** Excerpt to read **
┌────────

Father’s day was over the weekend, and I totally forgot about it. I guess I can’t really expect anything different–it was nearly 25 years ago that he died. I never got to know him as an adult, and the truth is that sometimes I hardly remember the person I knew as a child. And I feel a little bad about that.
Chris wrote something a while ago concerning his father, and I’ve been thinking about that on and off ever since. The conclusion I’ve come to is that I think I have pretty strong issues myself–in the heavenly vs earthly father sense, that is. I didn’t realize how deeply my experience with my own father had affected my life until I really tried to think about it, and remember.
My experience with my dad was not abusive, by any means. Nor exactly neglectful. It was just not… loving or nurturing (not really from my mom, either, but that’s a post for another time). He was definately not Ward Cleaver.
My dad would sometimes bring me places with him, but all I can remember about that was sitting in his truck with the windows rolled up and watching him yell at people (he was a cement mason, and I got to visit a few job sites). I remember he would sometimes get so mad the big veins would stand out on the side of his neck and his face would turn red.
Other times he would take me sailing with him, which was something that was really difficult for me (the truth was, I hated it, but was made to go often enough that I became resigned to it, after a fashion)–seasickness was the rule rather than exception. I could tell that it frustrated/disappointed him to no end. Like I should have enjoyed myself, and something was wrong because I didn’t. Still, I would do my best to elicit praise (or really even attention) from him whenever possible. I would bring him coffee in the mornings on weekends when I was small. I would run to the liquor store to fetch the paper. I would sometimes ask to go places with him I really didn’t even want to go just to tag along, and be with him. I remember riding to Thrifty to get ice cream with him on a couple of occasions when I was small, and sitting on the back of his motorcycle, clutching his desperately. It was thrilling and terrifying at the same time.
My favorite memory of my dad was when I was maybe 5. I would get up early sometimes, so I would be there when he left for work. I would say, “see you later, alligator,” and he would respond, “after a while, crocodile.” Not original, I know now, but it meant a lot to me then. Sadly, the older I got, the less I would get up to see him off, and our little routine soon disappeared.

└────────

** Excerpts from a point labeling dataset **
┌────────

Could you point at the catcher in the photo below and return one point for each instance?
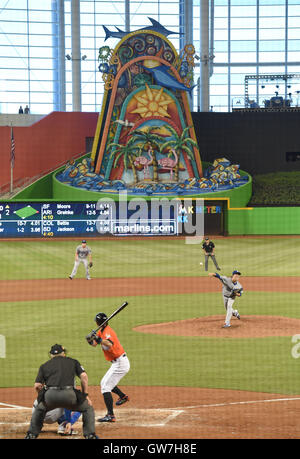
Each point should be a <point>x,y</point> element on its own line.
<point>231,289</point>
<point>83,254</point>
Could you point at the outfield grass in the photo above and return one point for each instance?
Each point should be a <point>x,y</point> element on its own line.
<point>261,364</point>
<point>150,257</point>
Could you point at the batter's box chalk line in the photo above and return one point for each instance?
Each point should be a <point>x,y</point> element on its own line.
<point>146,417</point>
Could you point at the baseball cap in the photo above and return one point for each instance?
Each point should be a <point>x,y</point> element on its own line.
<point>57,349</point>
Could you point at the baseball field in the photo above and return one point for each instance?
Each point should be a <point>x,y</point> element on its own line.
<point>189,377</point>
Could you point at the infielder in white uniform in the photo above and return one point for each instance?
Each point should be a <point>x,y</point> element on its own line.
<point>114,352</point>
<point>83,254</point>
<point>231,289</point>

└────────

** Written problem **
Please copy down everything in the Father's Day reflection above the listing from "Father’s day was" down to "bad about that.", word for word.

** The reply **
Father’s day was over the weekend, and I totally forgot about it. I guess I can’t really expect anything different–it was nearly 25 years ago that he died. I never got to know him as an adult, and the truth is that sometimes I hardly remember the person I knew as a child. And I feel a little bad about that.